Write out again, exactly, the lines of the listing below from the first one through the one that contains "Check that every instance of the black leather glove", and no other lines.

• [Input data]
[Start of section]

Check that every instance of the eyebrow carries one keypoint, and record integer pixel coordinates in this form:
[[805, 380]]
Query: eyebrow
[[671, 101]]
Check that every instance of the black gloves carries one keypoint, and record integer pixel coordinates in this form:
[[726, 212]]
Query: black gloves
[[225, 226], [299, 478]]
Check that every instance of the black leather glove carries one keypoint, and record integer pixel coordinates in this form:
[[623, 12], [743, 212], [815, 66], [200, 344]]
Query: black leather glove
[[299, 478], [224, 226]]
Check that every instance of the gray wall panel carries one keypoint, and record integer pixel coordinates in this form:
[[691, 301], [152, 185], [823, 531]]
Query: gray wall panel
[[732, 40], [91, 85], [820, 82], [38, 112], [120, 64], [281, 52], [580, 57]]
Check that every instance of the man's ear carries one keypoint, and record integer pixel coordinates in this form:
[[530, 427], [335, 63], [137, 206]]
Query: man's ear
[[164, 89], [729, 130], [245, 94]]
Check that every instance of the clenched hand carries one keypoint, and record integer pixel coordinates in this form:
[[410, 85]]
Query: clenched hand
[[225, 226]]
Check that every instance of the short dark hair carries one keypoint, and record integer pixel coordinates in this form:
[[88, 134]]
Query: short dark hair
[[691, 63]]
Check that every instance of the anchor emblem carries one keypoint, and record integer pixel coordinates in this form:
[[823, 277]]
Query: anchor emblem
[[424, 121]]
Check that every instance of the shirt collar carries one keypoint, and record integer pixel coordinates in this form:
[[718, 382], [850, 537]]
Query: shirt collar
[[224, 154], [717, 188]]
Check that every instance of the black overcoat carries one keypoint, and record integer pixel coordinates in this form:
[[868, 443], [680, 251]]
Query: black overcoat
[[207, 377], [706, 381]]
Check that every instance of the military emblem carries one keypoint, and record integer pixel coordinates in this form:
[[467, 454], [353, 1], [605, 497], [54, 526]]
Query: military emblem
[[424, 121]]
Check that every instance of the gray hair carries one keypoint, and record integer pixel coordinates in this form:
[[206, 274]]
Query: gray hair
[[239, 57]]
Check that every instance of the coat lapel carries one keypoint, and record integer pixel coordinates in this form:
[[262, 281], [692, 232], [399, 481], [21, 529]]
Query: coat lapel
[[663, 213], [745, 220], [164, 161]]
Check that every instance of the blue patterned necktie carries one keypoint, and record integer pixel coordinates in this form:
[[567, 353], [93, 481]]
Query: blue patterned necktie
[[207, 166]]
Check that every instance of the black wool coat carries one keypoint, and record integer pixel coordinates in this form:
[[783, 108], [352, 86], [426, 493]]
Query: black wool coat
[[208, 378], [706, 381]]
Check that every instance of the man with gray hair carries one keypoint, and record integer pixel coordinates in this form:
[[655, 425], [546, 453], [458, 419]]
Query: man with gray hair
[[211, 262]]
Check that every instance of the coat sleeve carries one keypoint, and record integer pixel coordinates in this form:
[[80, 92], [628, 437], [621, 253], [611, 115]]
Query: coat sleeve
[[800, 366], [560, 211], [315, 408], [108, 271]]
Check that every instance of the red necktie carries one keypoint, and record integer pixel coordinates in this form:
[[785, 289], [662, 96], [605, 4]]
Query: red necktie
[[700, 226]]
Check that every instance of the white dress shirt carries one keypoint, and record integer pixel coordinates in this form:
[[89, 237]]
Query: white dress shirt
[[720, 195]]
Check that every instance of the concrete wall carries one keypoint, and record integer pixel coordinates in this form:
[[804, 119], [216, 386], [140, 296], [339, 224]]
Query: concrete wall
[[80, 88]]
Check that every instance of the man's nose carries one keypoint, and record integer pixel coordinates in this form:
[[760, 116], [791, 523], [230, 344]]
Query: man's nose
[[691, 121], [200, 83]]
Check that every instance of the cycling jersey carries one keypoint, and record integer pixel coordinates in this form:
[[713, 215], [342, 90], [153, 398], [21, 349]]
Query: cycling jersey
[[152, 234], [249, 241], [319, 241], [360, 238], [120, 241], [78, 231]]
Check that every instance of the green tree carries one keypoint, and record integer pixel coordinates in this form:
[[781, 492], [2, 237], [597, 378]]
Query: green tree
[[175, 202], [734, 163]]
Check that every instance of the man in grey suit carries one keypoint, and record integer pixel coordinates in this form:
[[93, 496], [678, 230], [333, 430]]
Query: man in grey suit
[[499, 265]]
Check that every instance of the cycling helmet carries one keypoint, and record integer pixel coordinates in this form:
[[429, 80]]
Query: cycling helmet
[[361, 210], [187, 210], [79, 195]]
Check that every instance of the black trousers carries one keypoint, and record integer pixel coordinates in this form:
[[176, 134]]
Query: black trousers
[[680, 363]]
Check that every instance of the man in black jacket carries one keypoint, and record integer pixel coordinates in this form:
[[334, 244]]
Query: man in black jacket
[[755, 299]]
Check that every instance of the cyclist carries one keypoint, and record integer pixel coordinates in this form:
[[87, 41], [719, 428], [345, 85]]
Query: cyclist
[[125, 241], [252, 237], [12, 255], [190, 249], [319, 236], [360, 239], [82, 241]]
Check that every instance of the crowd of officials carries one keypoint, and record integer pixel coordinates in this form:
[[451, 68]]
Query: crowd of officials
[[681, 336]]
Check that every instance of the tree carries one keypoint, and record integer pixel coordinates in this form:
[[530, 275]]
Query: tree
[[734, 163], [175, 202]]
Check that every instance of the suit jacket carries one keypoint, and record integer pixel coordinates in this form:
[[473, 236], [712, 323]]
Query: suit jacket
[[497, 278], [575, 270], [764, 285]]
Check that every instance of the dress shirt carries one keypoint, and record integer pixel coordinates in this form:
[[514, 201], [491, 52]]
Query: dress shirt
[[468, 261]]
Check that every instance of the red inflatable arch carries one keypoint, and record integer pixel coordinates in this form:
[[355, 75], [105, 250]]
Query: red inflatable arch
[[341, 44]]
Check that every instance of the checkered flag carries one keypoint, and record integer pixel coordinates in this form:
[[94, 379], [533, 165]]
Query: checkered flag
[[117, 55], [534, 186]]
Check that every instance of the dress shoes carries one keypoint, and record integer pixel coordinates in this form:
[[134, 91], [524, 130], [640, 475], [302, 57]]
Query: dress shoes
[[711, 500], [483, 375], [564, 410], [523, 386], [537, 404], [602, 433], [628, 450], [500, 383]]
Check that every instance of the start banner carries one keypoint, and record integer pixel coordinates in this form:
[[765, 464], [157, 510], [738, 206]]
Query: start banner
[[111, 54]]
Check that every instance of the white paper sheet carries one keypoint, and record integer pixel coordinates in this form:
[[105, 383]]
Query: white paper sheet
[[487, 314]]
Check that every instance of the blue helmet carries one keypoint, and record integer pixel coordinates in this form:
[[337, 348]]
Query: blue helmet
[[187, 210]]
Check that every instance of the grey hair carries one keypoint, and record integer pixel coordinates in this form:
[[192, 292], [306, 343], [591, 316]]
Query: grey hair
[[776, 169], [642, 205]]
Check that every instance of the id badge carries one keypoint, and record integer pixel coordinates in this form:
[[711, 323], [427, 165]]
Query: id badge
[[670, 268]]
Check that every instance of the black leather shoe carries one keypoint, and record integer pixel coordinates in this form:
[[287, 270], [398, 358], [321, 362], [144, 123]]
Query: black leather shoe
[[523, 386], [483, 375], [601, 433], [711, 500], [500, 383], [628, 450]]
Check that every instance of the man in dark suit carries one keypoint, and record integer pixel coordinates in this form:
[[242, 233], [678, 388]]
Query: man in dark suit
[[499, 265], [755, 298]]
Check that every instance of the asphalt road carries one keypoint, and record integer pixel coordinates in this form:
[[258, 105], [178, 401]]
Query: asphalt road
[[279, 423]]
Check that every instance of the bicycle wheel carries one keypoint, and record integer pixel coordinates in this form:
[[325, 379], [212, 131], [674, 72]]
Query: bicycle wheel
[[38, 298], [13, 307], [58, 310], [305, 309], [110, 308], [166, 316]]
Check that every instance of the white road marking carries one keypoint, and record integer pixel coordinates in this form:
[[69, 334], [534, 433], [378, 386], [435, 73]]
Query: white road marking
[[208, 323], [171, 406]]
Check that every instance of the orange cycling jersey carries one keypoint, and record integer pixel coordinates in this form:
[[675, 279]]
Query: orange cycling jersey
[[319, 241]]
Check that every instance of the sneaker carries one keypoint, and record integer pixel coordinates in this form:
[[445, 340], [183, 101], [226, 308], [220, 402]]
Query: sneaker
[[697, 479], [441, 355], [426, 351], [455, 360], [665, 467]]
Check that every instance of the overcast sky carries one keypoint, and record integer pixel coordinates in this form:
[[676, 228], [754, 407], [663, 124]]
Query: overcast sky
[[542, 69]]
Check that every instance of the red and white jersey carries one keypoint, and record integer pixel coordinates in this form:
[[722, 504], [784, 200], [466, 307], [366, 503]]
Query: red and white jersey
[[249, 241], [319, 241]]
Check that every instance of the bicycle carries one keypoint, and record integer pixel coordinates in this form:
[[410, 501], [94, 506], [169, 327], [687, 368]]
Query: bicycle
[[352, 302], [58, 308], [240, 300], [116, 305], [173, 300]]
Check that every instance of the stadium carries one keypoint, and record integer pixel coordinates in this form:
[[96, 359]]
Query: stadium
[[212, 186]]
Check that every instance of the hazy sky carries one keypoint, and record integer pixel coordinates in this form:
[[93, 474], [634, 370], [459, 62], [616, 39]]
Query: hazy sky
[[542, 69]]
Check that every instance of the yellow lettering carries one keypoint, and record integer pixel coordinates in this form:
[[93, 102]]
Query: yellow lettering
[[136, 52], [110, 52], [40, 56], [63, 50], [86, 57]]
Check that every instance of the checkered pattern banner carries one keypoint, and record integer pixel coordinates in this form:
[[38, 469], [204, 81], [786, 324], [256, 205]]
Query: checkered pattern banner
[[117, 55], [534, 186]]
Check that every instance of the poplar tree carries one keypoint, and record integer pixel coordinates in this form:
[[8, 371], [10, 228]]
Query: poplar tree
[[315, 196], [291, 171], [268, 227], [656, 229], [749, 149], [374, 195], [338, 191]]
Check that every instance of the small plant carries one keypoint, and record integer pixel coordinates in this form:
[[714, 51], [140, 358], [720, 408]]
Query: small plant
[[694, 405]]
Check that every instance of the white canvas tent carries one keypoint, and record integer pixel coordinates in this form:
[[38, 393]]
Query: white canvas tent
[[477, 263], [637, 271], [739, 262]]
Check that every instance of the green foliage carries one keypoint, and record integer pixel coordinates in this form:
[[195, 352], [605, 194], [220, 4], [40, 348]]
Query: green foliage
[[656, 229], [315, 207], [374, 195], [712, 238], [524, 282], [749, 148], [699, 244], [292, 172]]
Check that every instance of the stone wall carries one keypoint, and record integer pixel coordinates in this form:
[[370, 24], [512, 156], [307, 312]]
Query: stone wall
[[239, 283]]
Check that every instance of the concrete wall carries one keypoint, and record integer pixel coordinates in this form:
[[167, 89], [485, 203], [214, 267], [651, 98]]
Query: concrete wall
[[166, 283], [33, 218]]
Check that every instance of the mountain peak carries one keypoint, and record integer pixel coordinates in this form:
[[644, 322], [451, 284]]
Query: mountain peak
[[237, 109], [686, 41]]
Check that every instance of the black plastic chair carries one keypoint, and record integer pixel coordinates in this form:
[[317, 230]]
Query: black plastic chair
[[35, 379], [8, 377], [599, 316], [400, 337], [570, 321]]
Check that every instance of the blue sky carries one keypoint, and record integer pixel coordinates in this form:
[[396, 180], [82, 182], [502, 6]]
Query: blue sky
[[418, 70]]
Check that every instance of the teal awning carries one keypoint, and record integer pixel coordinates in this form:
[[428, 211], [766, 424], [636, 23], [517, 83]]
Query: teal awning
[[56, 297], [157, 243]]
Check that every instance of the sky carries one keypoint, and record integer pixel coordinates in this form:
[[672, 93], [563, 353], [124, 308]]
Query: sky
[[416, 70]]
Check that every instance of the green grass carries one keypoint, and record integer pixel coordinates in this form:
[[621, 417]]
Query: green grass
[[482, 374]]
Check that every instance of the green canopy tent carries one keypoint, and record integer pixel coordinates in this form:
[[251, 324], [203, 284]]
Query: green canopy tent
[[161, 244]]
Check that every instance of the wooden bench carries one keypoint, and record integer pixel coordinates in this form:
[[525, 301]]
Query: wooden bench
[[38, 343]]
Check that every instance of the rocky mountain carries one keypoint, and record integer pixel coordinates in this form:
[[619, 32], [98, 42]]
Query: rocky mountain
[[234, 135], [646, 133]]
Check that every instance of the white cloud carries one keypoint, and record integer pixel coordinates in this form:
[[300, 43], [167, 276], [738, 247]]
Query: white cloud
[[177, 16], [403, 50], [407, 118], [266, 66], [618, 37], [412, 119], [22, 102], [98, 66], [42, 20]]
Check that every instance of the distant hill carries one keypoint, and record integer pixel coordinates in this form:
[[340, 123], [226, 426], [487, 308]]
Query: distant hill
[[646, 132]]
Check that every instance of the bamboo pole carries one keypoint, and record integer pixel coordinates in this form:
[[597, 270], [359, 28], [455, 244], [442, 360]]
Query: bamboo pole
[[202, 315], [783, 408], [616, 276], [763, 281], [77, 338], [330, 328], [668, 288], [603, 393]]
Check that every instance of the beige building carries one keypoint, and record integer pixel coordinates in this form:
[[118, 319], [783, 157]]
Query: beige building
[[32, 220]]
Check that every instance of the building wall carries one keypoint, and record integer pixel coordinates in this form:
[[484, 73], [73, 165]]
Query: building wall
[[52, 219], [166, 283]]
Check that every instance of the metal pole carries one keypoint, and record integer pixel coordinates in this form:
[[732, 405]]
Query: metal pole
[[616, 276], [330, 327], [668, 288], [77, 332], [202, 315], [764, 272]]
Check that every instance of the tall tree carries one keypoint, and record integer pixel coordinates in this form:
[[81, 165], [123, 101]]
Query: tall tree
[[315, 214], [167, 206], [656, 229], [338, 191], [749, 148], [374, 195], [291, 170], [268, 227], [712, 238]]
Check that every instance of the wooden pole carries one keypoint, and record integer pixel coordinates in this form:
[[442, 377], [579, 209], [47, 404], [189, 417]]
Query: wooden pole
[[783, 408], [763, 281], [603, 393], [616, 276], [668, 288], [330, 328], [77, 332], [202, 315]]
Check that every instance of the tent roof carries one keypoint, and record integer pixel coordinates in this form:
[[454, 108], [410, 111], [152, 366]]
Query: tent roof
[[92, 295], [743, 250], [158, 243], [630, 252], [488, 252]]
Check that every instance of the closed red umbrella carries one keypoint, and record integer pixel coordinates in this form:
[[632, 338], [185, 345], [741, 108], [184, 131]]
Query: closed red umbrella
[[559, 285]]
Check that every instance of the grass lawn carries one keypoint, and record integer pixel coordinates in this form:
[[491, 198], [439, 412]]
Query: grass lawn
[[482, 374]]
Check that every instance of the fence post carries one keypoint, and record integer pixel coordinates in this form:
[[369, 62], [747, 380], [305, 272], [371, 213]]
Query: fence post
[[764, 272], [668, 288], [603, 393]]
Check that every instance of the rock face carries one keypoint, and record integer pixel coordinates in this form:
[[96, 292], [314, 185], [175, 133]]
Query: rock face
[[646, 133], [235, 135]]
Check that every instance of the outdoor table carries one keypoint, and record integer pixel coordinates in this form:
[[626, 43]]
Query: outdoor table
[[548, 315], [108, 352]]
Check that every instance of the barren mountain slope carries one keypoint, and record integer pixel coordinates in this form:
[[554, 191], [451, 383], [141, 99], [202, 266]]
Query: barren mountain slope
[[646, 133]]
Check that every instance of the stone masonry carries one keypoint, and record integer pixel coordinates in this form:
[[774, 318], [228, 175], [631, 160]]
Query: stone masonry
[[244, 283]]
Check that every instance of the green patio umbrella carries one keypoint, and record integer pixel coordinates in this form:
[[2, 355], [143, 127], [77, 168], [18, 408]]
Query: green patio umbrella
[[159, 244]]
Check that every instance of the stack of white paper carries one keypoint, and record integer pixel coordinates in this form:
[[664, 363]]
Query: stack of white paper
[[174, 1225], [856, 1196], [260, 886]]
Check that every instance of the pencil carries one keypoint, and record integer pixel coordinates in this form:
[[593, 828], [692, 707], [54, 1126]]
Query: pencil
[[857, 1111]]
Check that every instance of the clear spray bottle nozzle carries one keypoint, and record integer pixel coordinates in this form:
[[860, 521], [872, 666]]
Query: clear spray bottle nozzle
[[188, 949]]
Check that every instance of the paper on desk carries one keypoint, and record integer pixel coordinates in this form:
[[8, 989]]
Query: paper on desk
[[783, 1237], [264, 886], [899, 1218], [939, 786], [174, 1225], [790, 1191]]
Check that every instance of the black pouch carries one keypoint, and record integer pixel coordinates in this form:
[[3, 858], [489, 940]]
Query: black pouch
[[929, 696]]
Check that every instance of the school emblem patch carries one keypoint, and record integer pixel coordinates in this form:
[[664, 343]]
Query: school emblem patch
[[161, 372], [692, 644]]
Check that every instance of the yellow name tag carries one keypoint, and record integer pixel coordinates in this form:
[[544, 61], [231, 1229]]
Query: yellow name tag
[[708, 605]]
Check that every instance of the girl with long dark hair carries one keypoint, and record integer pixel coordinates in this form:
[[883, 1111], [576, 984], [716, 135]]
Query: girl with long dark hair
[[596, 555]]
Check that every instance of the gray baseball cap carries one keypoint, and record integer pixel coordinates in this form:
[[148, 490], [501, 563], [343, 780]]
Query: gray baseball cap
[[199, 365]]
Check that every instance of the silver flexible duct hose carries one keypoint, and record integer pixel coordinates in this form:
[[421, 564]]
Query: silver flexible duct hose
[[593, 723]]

[End of section]

• [Solution]
Check that every instance of the eyebrow carries one keypoint, and record integer pixel coordinates in this form:
[[805, 380]]
Query: eyebrow
[[671, 101]]
Check that every instance of the black gloves carries one keypoint, and record integer pixel coordinates in this form:
[[726, 212]]
Query: black gloves
[[225, 226], [299, 478]]
Check that every instance of the black leather glove carries one keypoint, and record integer pixel coordinates in this form:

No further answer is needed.